*Page extract*

• • • •

Anthropy’s broad church of varied themes from an array of industries is no accident: “I get invited to two types of conferences: marketing conferences, and sustainability and ethical business conferences. At a sustainability conference, I’d look at the audience and say, ‘put your hands up who’s got sustainability in your job title?’ They’d all put their hands up. So you’re sustainability directors, talking about sustainability, to other sustainability directors, at a sustainability conference? What’s the point of that?
“At marketing conferences it’s the same problem. The point of this is that you get a teacher next to a sustainability officer next to a brand manager next to a retail CEO.
“This is not a sustainability conference. This is a national conversation about the future of Britain, and it’s nothing less than trying to change the national narrative and setting a long-term vision.”
That vision, O’Brien says, has not been forthcoming from politicians locked into short-term cycles or from eternal combat on social media; in fact, it can’t come from any one group alone. “If I have a problem, and I ask three teachers for a solution, I’ll get a teacher solution. If I ask three bankers, I’ll get a banker solution. Three artists will give me an artist solution. But if I ask a teacher, a banker and an artist, I’ll get something innovative and different.”
‘Dare to dream and organize to deliver’
The event was delivered by a raft of Omnicom agencies, including Porter Novelli, Fuse and experiential specialists TRO. The latter was among O’Brien’s first partners, putting in work before paid sponsorships were even in place. TRO chief exec Michael Wyrley-Birch tells The Drum that, from day one, it was always about showing a new way forward: “We’ve got a real opportunity to change the narrative and have a positive post-Covid ... what we learned during Covid was that anything’s possible. We proved we can. So this is an opportunity to do big, brave things and break the status quo.”
For Wyrley-Birch, this means addressing a “conundrum” for marketers. “There’s this tension point between consumption and climate change. Does marketing drive consumption? Yes! Almost every ROI of a brief is, ‘we want to sell more stuff,’ whatever that might be, and that’s directly opposed to what’s happening with the marketing. But marketing’s an incredibly powerful tool for communication, and communication is about inspiring people. So rather than just saying, ‘this is a big challenge,’ we thought the best way to do it was through action.”

• • • •

(Records in a dataset)
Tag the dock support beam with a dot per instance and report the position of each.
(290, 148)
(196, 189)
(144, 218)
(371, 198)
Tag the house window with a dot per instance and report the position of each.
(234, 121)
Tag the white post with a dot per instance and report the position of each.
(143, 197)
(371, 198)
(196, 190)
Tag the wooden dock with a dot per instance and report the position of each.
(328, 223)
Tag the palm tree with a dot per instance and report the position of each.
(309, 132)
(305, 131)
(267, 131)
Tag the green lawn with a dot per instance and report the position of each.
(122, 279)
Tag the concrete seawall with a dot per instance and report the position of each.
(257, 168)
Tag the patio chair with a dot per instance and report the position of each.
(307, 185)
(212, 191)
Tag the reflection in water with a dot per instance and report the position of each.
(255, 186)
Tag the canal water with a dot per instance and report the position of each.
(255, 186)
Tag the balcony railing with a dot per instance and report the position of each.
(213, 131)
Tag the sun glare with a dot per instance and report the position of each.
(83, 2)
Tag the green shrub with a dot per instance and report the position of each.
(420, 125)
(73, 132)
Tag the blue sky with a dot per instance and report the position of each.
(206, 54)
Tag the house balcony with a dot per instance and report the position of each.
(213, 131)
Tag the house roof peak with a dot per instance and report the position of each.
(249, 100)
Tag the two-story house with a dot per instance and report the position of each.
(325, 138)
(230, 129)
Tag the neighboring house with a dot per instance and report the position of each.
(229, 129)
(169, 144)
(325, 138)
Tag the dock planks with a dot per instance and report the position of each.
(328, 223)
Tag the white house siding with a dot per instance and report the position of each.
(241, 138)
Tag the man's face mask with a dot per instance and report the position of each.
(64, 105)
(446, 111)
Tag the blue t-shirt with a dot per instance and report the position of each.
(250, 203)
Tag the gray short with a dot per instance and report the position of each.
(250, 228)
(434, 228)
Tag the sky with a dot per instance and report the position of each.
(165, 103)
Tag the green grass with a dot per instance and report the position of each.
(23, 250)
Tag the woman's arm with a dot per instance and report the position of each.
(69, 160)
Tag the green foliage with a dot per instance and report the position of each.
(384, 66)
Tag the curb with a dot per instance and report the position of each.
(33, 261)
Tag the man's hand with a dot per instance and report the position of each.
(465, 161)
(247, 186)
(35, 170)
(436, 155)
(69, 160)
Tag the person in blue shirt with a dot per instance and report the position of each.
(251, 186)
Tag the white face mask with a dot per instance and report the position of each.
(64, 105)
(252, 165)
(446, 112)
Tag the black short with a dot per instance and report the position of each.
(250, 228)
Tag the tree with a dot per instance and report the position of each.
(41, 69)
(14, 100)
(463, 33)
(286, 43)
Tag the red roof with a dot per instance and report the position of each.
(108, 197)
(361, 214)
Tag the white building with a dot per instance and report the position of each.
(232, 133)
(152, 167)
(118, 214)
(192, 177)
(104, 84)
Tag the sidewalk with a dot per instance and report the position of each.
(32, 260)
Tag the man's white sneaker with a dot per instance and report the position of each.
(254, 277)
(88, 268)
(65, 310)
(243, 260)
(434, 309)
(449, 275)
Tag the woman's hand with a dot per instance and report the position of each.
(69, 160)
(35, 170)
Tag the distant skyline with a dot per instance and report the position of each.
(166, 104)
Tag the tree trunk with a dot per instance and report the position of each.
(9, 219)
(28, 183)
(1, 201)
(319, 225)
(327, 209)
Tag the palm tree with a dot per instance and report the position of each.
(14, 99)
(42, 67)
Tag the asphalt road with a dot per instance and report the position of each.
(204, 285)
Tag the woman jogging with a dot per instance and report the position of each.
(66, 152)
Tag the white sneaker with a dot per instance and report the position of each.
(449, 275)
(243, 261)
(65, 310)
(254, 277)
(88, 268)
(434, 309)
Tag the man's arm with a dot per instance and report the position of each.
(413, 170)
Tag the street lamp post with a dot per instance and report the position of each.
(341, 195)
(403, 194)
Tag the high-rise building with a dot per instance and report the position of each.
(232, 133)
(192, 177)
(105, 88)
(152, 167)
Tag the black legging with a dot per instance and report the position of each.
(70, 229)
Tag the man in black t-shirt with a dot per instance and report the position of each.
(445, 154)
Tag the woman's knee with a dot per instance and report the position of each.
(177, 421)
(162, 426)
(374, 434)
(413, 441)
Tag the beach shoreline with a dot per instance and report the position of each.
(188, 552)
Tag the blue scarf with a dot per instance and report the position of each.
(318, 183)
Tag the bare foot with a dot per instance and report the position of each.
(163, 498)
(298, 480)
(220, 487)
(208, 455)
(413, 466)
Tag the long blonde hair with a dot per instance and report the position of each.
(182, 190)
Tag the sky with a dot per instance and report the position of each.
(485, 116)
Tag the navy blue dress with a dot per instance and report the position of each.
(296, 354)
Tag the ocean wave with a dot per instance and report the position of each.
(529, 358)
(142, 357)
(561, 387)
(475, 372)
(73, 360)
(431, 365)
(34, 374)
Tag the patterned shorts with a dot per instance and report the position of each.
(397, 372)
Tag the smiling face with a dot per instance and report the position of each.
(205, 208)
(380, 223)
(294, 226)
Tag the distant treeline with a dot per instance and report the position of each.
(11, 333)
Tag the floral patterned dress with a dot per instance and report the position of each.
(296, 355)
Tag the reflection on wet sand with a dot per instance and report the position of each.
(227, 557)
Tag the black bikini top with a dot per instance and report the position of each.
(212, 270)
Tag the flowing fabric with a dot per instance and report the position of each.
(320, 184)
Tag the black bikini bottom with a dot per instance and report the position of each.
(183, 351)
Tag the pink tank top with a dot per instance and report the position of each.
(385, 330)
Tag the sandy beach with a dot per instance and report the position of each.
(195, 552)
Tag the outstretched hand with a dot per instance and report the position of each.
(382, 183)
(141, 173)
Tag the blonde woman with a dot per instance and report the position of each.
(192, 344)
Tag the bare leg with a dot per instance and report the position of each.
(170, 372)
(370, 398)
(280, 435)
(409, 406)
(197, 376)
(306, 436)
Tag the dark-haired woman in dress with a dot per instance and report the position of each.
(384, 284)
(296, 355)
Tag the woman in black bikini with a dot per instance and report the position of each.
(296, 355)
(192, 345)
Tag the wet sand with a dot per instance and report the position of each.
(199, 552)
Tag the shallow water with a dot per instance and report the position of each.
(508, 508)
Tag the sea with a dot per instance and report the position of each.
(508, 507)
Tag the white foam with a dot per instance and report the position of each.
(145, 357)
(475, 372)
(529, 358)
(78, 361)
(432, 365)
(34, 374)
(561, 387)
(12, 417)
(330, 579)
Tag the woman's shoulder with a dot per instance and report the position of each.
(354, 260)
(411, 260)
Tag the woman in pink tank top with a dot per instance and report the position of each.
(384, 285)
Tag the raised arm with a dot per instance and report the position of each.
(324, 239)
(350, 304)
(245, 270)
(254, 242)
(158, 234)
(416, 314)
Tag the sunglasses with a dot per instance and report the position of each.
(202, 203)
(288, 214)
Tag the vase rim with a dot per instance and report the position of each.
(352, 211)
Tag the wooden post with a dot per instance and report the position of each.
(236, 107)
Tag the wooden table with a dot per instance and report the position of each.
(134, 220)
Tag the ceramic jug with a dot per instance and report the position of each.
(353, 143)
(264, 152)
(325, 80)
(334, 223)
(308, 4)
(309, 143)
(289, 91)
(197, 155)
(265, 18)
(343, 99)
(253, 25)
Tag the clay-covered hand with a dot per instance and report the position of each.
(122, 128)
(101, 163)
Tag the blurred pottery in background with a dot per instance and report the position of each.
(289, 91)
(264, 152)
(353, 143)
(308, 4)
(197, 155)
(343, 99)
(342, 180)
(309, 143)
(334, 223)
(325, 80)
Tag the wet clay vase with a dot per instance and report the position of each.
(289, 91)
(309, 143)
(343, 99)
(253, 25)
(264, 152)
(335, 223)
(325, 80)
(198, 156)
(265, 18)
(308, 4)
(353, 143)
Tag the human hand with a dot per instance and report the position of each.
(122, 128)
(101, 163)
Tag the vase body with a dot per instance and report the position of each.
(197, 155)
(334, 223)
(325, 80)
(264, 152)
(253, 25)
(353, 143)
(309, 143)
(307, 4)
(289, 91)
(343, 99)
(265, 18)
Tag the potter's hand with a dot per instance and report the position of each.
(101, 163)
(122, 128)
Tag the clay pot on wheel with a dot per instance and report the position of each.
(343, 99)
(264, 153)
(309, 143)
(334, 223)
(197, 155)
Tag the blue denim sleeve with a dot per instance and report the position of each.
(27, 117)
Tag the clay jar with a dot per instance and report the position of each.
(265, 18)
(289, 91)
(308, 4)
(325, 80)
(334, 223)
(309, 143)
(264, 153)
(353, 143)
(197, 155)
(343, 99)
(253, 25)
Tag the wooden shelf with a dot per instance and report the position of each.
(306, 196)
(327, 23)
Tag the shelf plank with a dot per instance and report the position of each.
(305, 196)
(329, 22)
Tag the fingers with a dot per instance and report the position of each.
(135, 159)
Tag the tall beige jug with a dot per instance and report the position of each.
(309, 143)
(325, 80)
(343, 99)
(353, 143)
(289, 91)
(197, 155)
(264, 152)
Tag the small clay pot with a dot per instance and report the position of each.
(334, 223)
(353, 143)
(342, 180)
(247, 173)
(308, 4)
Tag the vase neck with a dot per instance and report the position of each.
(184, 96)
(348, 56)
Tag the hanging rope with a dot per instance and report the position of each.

• • • •

*Instructions*
1. List every Omnicom agency that the Anthropy article names as delivering the event.
2. Pick up the Anthropy article after its final sentence and continue it.

*Answers below*
1. Porter Novelli, Fuse, TRO

2.
David Bentley, chief exec at Porter Novelli, agrees that the event will be a success to the extent that it inspires tangible change down the line. “My hope is that this was a catalyst for action, not just dialogue,” he says. “Just to have the discussion I don’t think is sufficient.”
From talking to doing
Plenty of events promise conversation that (they hope) will lead to transformative action. It’s impossible to say now whether any such action will come from Anthropy. Lisa Merrick-Lawless of climate action catalysts Purpose Disruptors told us that while there might be value in dreaming alone, action must follow quickly.
“The overarching theme for me is imagination,” says Merrick-Lawless. “I think we’ve forgotten a little bit about the power of that. These things – the Eden Project, Anthropy – are only possible because somebody first imagined them.”
Nevertheless, “there’s a lot of chat in the industry, but it’s shallow, small and slow. We need to shift to systems change, at scale and speed ... we shift the mindset of the people in the industry. And by shifting the mindset of the people, that will shift the output of the industry and then society.”
Merrick-Lawless goes on: “It’s about the ripple effect: how do you give people in the industry the tools they need to make change happen?”
The focus on action over words is echoed by Eden’s own founder, Sir Tim Smit. “Eden’s obsession is doing stuff. We’re a bit allergic to talking about it ... our projects are fired by this desire to create example after example, which shows that ordinary people working together with good hearts can do marvelous things.”